PAGE TEXT

It would always have been advantageous to the political left in the U.S.A. but they would have ethical constraints about an outright invasion. I suppose the people to whom I now refer have similar constraints, I am not saying they are amoral or evil types (taking over a country is more or less a bad act unless you can talk yourself into believing it’s for their own good, I suppose). So the process they seem to be engaging in is to set up situations where Canadians will want to join the United States. To do that, our economy has to be crippled. When Canadians in various provinces see that the Canadian economy is now dysfunctional (already some western Canadians perceive the federal government is not on their side) they will want to maintain their former standards of living (which despite what some have posted in this thread are roughly equivalent to those in the U.S.) and will be looking at independence and statehood as possible ways of doing that. Resistance to those concepts is low in western Canada and possibly also Newfoundland which also has a lot of resources including oil and natural gas.

Absorbing a mix of liberals and conservatives similar to that in the Pac NW or New England will not serve long-term goals of the people involved so as some have suggested here, it is likely that only western Canada would be drawn in at first, but then I would guess a change of administration in DC at some future point would give conditions more conducive to allowing in Ontario and eastern Canada (and BC if not already in).

LISTED ENTRIES
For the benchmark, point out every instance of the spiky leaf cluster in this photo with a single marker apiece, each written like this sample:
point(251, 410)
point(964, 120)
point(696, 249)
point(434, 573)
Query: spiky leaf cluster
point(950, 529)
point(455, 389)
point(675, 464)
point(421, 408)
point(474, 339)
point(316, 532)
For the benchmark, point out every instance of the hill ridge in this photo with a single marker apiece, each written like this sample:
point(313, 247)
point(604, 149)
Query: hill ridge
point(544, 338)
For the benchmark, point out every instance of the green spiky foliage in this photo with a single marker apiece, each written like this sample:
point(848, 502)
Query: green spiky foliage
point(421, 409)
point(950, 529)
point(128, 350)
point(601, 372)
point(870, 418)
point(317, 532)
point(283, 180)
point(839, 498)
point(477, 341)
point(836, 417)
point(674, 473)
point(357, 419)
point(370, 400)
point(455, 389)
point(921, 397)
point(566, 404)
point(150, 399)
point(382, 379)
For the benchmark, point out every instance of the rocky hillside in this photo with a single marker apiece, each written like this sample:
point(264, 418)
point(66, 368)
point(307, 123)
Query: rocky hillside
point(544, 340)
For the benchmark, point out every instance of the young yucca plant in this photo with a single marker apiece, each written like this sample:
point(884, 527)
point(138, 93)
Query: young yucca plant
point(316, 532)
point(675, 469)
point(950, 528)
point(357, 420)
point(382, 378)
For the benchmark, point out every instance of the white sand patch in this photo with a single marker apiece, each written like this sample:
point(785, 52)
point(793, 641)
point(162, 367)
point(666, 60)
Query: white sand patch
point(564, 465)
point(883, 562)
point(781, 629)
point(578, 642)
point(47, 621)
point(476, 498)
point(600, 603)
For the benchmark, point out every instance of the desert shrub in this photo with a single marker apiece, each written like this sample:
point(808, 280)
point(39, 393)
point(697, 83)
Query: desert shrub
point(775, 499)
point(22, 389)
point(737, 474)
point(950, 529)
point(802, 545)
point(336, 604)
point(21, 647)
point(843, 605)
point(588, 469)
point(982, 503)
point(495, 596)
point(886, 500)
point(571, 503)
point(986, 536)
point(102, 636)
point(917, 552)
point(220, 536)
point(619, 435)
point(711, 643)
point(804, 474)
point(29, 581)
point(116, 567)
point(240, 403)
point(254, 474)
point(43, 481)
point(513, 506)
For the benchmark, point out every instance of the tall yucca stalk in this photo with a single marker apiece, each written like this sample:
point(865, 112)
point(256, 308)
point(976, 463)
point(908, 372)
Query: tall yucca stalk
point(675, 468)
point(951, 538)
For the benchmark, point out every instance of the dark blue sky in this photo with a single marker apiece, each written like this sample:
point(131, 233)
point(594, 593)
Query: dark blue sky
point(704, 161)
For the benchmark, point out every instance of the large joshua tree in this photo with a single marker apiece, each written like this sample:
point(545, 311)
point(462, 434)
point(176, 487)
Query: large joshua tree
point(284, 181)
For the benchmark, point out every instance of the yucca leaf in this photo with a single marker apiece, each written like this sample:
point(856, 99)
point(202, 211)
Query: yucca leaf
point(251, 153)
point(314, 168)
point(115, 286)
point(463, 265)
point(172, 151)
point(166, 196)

ACTIONS TO TAKE
**A)** List every region or province of Canada named in the passage on Canada joining the United States.
**B)** Pick up the passage on Canada joining the United States after its last sentence and write a continuation.

RESULTS OF THE TASKS
**A)** western Canada, Newfoundland, Ontario, eastern Canada, BC

**B)**
These are of course hypotheticals. It is perhaps more likely that Canada will devolve into several independent states, some still calling themselves Canada. Or, Canada could evolve out of what is basically a shallow economic crisis at present, by replacing American markets for exports, or perhaps American consumers will continue to want the imports at higher prices — it won’t benefit us because the tariff portion will stay in the U.S.A. ... so far it appears that the automotive sector is being hurt mainly by fears of future changes after 2026, softwood lumber is being impacted by new tariffs but our government has planned to pick up the slack of lower demand by accelerating housing construction in Canada, a market that has been growing slower than demand in recent years. The response to Trump so far is that we can just weather the storm by engaging in massive public spending programs for a few years and rely on a backlash against rising prices in America to see either a change in policy, or a change in administration in 2029-32. These are potentially dangerous responses if the government of Canada is wrong and the MAGA high tariff concept settles in as permanent; massive public spending can work for a while but once Canada runs up huge defecits then the government will have to pull back.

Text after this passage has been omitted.